#### [EXCERPT PROVIDED]

◆ ◆ ◆ ◆

Lost 2 this week. A really hard 2. The fat really feels a strong attachment to me.


----------



## MAWL (Feb 2, 2021)

MoonRiver said:


> Lost 2 this week. A really hard 2. The fat really feels a strong attachment to me.


I go through phases like that too. Some can be long lasting. Have you tried shortening the window in which you eat every day?


----------



## MoonRiver (Sep 2, 2007)

MAWL said:


> I go through phases like that too. Some can be long lasting. Have you tried shortening the window in which you eat every day?


I usually eat within an 8-hour window, sometimes shorter.


----------



## MAWL (Feb 2, 2021)

MoonRiver said:


> I usually eat within an 8-hour window, sometimes shorter.


I recently read that eating high protein and low to no carb first thing after a fast, and before eating other foods, revs up the fat burning. I'm giving it a try to see what happens.


----------



## Terri (May 10, 2002)

HARUMPH

I have lost 12 pounds and I am about half-way towards my goal. But the doctors chart STILL lists me as overweight!!!!

I am soft around the middle, OK, but still overweight? 

I don't THINK so!!!!!!!!


----------



## Danaus29 (Sep 12, 2005)

LOL, I am considered borderline obese. But I have biceps that make teenage boys jealous. I know I could stand to lose 20 pounds but I do not have the 50 pounds of fat which they say I need to lose to not be overweight.

BMI charts are not configured for people who are muscular. Muscle weighs more than fat.


----------



## Terri (May 10, 2002)

And, because I a a homesteader I also have more muscles than the average secretary. There _IS_ that


----------



## MAWL (Feb 2, 2021)

Google a body fat percentage calculator online. They say that body fat percentage is more accurate than BMI. Men only need two measurements, women three, to plug in. I compared the online calculator to that of my bathroom scale and it was surprisingly accurate.


----------



## Danaus29 (Sep 12, 2005)

Great, takes me from borderline obese to obese. Both calculators say I need to lose 30 pounds.


----------



## MAWL (Feb 2, 2021)

Danaus29 said:


> Great, takes me from borderline obese to obese. Both calculators say I need to lose 30 pounds.


Sadly it will but it is more realistic than BMI. A few pounds and you'll be alright.


----------

◆ ◆ ◆ ◆

#### [Point-per-instance localization data]
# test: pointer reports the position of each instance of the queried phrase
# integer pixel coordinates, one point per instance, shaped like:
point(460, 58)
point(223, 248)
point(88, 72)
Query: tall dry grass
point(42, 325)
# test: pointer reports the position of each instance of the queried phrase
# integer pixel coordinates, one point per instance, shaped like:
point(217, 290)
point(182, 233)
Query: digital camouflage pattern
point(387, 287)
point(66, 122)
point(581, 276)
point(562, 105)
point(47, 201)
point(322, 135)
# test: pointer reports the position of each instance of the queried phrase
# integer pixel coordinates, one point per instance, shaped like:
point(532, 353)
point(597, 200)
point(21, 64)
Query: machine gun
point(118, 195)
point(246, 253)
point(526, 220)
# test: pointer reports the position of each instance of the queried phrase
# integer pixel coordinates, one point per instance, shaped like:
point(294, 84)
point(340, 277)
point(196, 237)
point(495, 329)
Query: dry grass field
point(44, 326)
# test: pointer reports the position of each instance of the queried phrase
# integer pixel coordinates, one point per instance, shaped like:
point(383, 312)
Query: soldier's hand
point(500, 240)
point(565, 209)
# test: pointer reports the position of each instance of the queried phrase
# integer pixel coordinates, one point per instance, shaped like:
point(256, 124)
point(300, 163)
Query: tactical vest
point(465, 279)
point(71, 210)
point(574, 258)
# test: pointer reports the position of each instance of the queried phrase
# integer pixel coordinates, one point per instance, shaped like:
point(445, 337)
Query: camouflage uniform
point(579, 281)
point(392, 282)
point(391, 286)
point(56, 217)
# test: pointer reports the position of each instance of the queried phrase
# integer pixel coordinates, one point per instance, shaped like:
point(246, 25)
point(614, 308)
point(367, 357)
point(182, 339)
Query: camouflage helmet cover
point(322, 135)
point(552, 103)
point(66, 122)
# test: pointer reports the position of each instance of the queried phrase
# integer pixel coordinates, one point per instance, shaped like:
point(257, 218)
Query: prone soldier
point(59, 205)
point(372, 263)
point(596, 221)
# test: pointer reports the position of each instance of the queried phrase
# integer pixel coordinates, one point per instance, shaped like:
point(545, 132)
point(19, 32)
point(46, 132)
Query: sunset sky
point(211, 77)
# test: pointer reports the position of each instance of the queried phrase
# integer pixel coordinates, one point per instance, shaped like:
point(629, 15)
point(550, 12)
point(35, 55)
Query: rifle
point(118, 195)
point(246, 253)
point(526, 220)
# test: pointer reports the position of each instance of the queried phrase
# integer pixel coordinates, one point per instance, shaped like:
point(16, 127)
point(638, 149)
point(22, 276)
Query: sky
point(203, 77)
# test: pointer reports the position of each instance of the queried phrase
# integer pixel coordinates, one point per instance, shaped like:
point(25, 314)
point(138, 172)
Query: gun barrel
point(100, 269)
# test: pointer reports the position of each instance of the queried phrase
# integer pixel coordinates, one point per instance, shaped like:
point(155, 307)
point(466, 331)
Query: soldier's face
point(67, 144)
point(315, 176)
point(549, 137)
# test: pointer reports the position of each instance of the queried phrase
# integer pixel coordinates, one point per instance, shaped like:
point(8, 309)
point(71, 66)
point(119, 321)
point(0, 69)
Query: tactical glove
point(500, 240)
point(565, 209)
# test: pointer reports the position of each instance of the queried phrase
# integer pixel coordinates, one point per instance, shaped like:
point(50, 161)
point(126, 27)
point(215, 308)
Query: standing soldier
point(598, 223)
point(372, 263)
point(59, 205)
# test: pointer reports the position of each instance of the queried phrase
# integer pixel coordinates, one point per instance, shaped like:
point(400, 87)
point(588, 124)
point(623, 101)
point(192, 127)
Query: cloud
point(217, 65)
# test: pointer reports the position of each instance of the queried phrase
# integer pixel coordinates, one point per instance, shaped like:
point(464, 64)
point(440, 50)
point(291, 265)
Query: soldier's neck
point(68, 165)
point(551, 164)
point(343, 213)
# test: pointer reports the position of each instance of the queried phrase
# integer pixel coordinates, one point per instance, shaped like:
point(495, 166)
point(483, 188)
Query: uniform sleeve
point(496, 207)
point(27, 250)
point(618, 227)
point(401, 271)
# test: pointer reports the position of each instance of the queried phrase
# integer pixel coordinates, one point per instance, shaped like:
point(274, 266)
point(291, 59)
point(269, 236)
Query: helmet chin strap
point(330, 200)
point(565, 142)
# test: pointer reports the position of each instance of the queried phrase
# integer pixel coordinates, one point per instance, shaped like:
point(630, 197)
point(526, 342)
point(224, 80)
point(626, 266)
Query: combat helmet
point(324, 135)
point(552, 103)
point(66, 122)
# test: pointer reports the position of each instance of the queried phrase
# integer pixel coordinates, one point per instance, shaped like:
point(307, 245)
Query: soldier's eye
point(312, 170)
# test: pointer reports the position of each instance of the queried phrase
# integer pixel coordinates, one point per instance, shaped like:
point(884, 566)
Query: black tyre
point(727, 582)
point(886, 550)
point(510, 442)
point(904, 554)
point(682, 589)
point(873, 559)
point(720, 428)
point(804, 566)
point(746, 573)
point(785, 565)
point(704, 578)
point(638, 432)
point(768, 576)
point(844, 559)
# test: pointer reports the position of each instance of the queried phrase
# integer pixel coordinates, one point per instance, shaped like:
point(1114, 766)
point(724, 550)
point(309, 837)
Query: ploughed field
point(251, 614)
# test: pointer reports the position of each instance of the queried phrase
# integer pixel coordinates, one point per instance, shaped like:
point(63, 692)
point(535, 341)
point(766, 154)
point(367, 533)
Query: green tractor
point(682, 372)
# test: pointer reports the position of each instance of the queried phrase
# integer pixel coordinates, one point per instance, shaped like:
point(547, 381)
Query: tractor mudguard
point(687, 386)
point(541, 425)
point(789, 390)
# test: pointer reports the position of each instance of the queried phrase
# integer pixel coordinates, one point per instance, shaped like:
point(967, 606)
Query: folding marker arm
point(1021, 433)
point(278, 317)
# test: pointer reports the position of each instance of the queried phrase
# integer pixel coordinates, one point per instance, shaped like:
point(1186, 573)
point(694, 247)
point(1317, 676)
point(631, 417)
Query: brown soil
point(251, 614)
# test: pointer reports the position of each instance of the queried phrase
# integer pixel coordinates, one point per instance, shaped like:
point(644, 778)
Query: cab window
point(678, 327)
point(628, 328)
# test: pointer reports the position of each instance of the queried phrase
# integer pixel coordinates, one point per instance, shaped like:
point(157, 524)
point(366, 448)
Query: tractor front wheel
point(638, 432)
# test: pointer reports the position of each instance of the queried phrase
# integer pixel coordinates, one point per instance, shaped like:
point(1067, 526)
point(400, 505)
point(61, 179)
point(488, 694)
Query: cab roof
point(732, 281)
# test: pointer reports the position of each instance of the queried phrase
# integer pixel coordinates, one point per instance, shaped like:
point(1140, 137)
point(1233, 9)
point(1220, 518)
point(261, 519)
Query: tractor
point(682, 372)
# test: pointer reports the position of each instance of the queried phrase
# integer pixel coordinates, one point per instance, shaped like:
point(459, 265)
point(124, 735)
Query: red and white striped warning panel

◆ ◆ ◆ ◆

#### [EXERCISE AIM]
Please write out the passage of the weight-loss thread above, starting with "I have lost" and going on through "not be overweight.".

#### [REPLY]
I have lost 12 pounds and I am about half-way towards my goal. But the doctors chart STILL lists me as overweight!!!!

I am soft around the middle, OK, but still overweight? 

I don't THINK so!!!!!!!!


----------



## Danaus29 (Sep 12, 2005)

LOL, I am considered borderline obese. But I have biceps that make teenage boys jealous. I know I could stand to lose 20 pounds but I do not have the 50 pounds of fat which they say I need to lose to not be overweight.